* **Exercise details**: Output only the span of lines that begins at the line containing "Expected: the pointer indicates a point on the mown" and ends at the last line of the data, both included, exactly as they appear.
————
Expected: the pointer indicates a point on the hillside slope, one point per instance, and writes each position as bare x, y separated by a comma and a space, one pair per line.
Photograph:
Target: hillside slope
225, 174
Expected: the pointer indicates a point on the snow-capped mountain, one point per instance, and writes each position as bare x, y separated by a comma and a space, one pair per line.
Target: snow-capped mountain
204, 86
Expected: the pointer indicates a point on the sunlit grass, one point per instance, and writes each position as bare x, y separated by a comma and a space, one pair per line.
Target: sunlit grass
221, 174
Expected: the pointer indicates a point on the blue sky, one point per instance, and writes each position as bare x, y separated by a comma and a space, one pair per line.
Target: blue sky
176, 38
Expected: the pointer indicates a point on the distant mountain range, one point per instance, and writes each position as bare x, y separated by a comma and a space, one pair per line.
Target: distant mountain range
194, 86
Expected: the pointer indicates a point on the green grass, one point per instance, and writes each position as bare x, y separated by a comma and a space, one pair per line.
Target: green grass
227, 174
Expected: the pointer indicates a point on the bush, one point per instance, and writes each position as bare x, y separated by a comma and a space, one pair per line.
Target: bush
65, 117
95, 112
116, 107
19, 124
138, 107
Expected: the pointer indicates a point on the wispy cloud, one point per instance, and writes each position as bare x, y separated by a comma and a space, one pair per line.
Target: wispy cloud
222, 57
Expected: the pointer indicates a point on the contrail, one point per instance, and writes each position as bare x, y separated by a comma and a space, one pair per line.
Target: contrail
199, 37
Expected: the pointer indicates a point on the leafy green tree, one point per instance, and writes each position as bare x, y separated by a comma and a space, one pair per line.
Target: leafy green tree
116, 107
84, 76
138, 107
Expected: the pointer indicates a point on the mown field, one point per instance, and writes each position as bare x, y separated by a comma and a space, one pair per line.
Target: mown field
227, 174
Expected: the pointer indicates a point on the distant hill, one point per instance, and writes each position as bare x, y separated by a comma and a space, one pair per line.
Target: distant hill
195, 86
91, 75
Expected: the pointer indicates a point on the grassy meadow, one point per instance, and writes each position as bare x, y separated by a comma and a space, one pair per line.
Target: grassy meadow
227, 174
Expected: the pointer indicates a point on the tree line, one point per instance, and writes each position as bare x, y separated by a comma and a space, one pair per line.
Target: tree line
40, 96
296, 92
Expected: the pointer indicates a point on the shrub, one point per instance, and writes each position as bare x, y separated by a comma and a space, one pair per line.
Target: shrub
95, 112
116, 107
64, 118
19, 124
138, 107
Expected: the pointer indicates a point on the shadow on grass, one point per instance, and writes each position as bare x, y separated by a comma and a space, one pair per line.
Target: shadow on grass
————
* **The answer**:
Expected: the pointer indicates a point on the mown field, one point per instance, and writes each position as bare x, y separated by a comma and a space, one pair per line.
Target: mown field
227, 174
Expected: the pointer indicates a point on the distant hill, one point per instance, and writes each position as bare x, y separated by a comma and a space, one pair per line.
Target: distant hill
195, 86
91, 75
Expected: the pointer indicates a point on the grassy meadow, one point per instance, and writes each position as bare x, y separated by a comma and a space, one pair per line.
Target: grassy meadow
227, 174
Expected: the pointer indicates a point on the tree line, one point per instance, and writes each position as bare x, y separated by a comma and a space, one pair per line.
Target: tree line
40, 96
296, 92
Expected: the pointer indicates a point on the shrub, one point per instance, and writes each position as bare x, y separated by a comma and a space, one pair per line.
Target: shrub
95, 112
116, 107
64, 118
19, 124
138, 107
Expected: the pointer indicates a point on the shadow on grass, one point per instance, and writes each position as bare x, y separated by a comma and a space, one pair per line.
Target: shadow on grass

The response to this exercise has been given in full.